*Your instructions*
Exact repetition is required: output every record in full.
— Start of Supplied records —
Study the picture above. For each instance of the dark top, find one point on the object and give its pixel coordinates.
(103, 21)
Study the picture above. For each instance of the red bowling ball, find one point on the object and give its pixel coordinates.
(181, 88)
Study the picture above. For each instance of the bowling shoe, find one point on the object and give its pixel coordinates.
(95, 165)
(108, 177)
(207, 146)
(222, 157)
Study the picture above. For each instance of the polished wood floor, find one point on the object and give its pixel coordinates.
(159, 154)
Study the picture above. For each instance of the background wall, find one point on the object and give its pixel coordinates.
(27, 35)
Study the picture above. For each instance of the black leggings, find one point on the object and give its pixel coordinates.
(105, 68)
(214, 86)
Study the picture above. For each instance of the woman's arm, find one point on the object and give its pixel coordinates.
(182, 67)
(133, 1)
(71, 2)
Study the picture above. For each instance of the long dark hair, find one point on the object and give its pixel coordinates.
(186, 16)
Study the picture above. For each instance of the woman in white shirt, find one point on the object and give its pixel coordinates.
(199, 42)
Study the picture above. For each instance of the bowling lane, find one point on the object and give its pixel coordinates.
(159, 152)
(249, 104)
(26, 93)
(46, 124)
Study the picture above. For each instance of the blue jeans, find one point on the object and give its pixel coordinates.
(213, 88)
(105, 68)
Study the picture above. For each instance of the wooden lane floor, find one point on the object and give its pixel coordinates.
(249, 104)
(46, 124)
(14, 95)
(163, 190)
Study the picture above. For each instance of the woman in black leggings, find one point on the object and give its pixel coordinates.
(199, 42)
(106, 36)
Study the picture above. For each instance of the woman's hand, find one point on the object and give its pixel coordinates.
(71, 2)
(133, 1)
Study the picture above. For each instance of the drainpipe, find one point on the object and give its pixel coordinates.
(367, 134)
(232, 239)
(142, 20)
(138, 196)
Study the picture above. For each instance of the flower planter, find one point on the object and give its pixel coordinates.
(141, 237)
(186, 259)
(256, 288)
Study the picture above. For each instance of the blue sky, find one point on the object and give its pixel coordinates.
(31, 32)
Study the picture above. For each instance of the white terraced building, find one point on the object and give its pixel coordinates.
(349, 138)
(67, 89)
— End of Supplied records —
*The solution*
Study the picture above. For each instance of the dark top, find one point on the object and give its pixel coordinates.
(103, 21)
Study the picture above. For each instance of the red bowling ball, find one point on the object and give its pixel coordinates.
(181, 88)
Study the picture above. For each instance of the bowling shoe, find one point on the object and give its pixel coordinates.
(95, 165)
(108, 177)
(207, 146)
(222, 157)
Study the picture above. For each instance of the polished wood floor, find one point on the object and give its pixel coordinates.
(159, 154)
Study the picture above. For each instance of the background wall, find one point on the object and give its pixel coordinates.
(27, 35)
Study the picture above. For each instance of the black leggings, find one point on the object and give its pixel coordinates.
(105, 68)
(214, 86)
Study the picture above. For each instance of the woman's arm, find one point on the object and give its pixel coordinates.
(182, 67)
(133, 1)
(71, 2)
Study the picture above. For each instance of the long dark hair, find one point on the object and give its pixel coordinates.
(186, 16)
Study the picture above. For each instance of the woman in white shirt, find one point on the object and give its pixel coordinates.
(199, 42)
Study the picture above. For each instance of the bowling lane, find one point on the object and give its pixel coordinates.
(159, 152)
(249, 104)
(26, 93)
(46, 124)
Study the picture above. For each instance of the blue jeans, find one point on the object and give its pixel coordinates.
(213, 88)
(105, 68)
Study the picture above. For each instance of the wooden lane floor, find one point on the object and give its pixel coordinates.
(249, 104)
(46, 124)
(14, 95)
(163, 190)
Study the picture above. For each instance of the woman in black leggings, find one point on the object and give its pixel coordinates.
(199, 42)
(106, 36)
Study the picture above. For each instance of the woman's hand, find one point on the object and give its pixel coordinates.
(71, 2)
(133, 1)
Study the picture above. For each instance of the drainpipe, find one point on the object and give its pixel coordinates.
(367, 134)
(232, 239)
(142, 20)
(138, 196)
Study the picture above. For each instance of the flower planter, find one point on the object and give its pixel coordinates.
(141, 237)
(186, 259)
(256, 288)
Study the picture above. For each instance of the blue sky, find one point on the object and give its pixel coordinates.
(31, 32)
Study the picture above. For each instance of the white terraced building, find one point on the object and give its pixel coordinates.
(349, 138)
(67, 89)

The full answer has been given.